■ **CONSIGNES**:
1 - Résumez en deux phrases le reportage sur la résidence universitaire de l'Ucad.
2 - Poursuivez le reportage sur la résidence universitaire de l'Ucad à partir de la dernière phrase de l'extrait.

La scène de l’entassement
de certains étudiants, à la résidence universitaire de l’Université Cheikh Anta
Diop (Ucad) de Dakar est pitoyable. Etudier sereinement devient
quasi-impossible. Au même moment,
d’autres dorment à leur aise dans leur gîte. Toutefois, un rai lumineux
rayonne, pour améliorer sensiblement leurs conditions. Si tant est que, les
concernés le souhaite.
La journée est ensoleillée.
Un vent frais et poussiéreux balaie Fann-Hock. 12h44. La circulation est
fluide. D’un côté du trottoir, un cordonnier attend patiemment des clients. Un
peu plus loin, quelques étudiantes marchandent des chaussures et des écharpes.
A quelque cent mètres de là, la cité Aliine Sitoe Jatta, ex Claudel. Sa porte
grise à l’entrée, voit défiler des étudiants et étudiantes sous la surveillance
des vigiles.
Le restaurant étant ouvert, les entrées ne sont pas filtrées. En
face, un rond-point est décoré de fleurs, accompagné d’un poteau noir avec
quatre lampes et du fer, servant à hisser le drapeau national. A gauche, se
dresse le Pavillon I peint en jaune et blanc. Sa toiture rouge-ocre, est faite
de pierres savamment taillées. Premier compartiment après les toilettes. Quatre
escaliers permettent d’accéder à la chambre 1 à droite.
Originaire de Mbour,
Marie Gomis, 22ans et en 1ère année d’Anglais, est hébergée par sa
grande sœur dans une chambre individuelle. « La cohabitation se passe très bien parce que nous avons toujours vécu
ensemble » dit-elle, tout sourire. Un petit lit, une armoire et un
placard en bois au-dessus duquel cahiers, bibles, dicos, verres et miroirs,
négligemment posés, constituent le gros du décor. Comme difficultés, elle
évoque la peine qu’elle a pour dormir ou réviser. Le vacarme des filles dans le
couloir est en cause. Qui par la musique ; qui par de bruyantes
discussions. Sara Niang, bien perché vers le réchaud, munie d’une petite
casserole, s’apprête à préparer des beignets à base de coco.

■ **DONNÉES FOURNIES**:
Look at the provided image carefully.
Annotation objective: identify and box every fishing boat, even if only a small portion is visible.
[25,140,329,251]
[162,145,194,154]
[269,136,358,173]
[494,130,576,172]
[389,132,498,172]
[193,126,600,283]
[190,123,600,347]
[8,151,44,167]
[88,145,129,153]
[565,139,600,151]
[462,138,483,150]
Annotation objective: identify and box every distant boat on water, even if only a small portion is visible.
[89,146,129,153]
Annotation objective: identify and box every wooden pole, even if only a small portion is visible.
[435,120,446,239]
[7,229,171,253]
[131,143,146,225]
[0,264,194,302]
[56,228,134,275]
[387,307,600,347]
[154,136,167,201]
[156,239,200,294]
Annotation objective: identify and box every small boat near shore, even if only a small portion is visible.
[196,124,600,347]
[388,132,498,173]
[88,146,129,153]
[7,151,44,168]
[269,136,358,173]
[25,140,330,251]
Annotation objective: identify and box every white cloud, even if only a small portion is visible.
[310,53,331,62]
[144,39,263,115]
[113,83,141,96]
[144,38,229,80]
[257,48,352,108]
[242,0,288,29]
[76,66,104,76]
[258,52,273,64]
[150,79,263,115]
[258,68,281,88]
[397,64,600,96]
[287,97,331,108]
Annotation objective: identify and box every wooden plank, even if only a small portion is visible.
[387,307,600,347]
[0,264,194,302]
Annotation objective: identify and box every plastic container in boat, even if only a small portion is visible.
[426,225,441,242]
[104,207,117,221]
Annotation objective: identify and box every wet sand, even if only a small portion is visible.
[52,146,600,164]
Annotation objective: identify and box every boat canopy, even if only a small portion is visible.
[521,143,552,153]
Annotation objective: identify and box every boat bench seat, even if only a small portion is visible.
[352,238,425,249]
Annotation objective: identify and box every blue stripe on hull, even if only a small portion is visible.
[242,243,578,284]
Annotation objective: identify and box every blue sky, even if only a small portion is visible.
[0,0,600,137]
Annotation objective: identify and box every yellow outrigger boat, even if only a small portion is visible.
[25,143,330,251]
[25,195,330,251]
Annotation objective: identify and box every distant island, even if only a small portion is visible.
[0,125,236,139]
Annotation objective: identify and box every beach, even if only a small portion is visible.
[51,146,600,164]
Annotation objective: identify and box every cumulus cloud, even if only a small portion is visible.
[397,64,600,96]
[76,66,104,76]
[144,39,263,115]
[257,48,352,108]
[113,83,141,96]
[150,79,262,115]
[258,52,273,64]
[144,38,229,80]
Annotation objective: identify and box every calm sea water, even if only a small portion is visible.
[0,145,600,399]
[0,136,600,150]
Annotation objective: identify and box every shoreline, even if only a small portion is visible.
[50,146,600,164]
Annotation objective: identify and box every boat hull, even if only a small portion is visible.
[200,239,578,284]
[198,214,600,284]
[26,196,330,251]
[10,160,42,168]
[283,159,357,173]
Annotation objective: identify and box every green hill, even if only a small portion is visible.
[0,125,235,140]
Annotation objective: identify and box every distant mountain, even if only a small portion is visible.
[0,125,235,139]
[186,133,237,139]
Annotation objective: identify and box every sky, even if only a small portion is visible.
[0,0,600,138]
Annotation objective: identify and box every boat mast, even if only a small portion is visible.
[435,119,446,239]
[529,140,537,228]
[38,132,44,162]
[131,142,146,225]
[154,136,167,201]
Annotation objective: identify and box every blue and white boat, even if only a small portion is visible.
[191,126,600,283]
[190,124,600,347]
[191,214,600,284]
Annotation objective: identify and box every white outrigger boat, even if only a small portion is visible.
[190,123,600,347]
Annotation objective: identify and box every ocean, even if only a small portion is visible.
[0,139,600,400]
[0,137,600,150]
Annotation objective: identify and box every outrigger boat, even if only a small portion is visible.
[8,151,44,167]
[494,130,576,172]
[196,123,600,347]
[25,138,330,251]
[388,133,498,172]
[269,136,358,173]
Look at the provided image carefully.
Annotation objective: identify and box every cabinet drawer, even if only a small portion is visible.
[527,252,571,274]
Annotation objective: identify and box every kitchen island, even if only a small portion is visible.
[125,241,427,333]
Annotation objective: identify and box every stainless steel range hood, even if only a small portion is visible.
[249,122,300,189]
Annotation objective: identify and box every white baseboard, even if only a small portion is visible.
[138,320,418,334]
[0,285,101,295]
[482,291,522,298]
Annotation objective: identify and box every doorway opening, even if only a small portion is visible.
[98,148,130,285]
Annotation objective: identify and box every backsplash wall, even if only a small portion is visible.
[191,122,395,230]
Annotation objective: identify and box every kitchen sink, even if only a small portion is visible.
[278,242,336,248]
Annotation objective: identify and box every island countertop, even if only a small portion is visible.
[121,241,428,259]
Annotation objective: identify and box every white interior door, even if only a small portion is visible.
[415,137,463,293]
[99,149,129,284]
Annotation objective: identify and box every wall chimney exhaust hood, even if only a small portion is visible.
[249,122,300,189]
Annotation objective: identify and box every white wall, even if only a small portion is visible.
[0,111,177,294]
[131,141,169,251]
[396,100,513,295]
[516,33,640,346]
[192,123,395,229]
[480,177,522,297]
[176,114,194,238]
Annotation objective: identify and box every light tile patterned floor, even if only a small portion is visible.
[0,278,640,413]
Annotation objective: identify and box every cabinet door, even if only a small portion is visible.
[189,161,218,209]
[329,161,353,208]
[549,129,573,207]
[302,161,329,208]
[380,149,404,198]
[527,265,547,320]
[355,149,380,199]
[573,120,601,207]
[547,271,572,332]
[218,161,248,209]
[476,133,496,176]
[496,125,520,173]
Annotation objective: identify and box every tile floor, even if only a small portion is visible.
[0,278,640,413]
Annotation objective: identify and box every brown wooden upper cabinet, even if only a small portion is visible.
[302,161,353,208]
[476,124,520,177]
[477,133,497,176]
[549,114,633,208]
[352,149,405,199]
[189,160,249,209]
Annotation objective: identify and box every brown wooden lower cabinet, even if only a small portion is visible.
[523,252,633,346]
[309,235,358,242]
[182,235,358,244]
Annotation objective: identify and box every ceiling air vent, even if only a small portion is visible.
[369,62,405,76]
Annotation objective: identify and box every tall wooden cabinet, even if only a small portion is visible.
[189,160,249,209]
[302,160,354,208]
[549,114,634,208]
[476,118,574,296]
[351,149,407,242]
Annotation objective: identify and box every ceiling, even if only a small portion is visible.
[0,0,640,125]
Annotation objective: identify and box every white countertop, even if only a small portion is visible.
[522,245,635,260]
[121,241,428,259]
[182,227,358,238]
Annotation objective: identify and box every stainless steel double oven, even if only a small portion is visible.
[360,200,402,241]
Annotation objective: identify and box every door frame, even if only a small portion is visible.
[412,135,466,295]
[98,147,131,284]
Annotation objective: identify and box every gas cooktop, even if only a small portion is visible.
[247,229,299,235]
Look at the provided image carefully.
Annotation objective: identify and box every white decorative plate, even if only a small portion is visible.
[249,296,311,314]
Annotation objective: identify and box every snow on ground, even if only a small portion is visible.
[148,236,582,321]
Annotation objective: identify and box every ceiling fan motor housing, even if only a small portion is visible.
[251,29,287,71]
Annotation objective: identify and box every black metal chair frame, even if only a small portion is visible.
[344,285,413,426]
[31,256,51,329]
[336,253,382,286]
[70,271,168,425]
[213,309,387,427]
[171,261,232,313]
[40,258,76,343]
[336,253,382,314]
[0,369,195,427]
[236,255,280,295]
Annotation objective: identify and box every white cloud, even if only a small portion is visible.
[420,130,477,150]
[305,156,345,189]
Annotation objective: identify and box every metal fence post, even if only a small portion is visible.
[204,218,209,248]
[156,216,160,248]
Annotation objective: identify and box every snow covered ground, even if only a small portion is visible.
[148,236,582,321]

■ **RÉSULTATS FINAUX**:
1 - À la résidence universitaire de l'Université Cheikh Anta Diop de Dakar, certains étudiants vivent entassés au point qu'étudier sereinement devient quasi impossible, tandis que d'autres dorment à leur aise. Dans la chambre 1 du Pavillon I de la cité Aliine Sitoe Jatta, Marie Gomis, hébergée par sa grande sœur, dit que la cohabitation se passe très bien, mais elle a du mal à dormir ou à réviser à cause du vacarme des filles dans le couloir.

2 -
L’alimentation du
campus ne l’emballe pas. « J’accommode
de temps en temps des mets simples pour varier la nourriture ». Les
risques d’accidents sont réels, mais, elle prétend ne pas trop avoir le choix.
Collant gris, haut noir, cheveux naturels blond et marron, bien tenus par une
barrette noire, 1.70 pour 67 kg, teint clair, lèvres bien lippées de rose à
lèvre, minuscules boucles d’oreilles, l’étudiante de 22 ans précise toutefois
ne pas passer son temps à se ravaler la façade. A la cité Aliine Sitoe, se
laver ou se soulager relève d’un parcours du combattant. Les files d’attente
sont longues devant les toilettes. L’eau aussi, fait souvent défaut. Pour laver
le linge, Marie Ange Diatta nous fait comprendre que chacune achète sa ligne et
la détache après. « Le Coud n’a pas
mis à notre disposition des séchoirs. Certaines préfèrent aller dans les
toilettes, d’autres, préfèrent sortir. Chacune s’organise comme elle
peut ».
A un jet de pierre du
couloir de la mort, le pavillon J. Il est 15h. Des vendeurs de clé USB, de
carte mémoire, de seddo et de Yakalma se tiennent debout devant le couloir.
Ici, certains étudiants accrochent leurs habits à leurs fenêtres pour les
sécher. A la chambre 15, Bamba Diop, 25 ans, haut comme trois pommes, est
occupé à satisfaire la clientèle. Cet
étudiant de 25 ans, en Master 1 au département d’Anglais, est à la tête d’un
business florissant. Il travaille jour et nuit avec un ordinateur portable, un
écran plat, une imprimante, une photocopieuse et des cartouches. « C’est
une entreprise collective. Nous venons tous de Tivaoune et avons cotisé pour
acquérir le matériel. Nous parvenons à joindre les deux bouts avec ce travail »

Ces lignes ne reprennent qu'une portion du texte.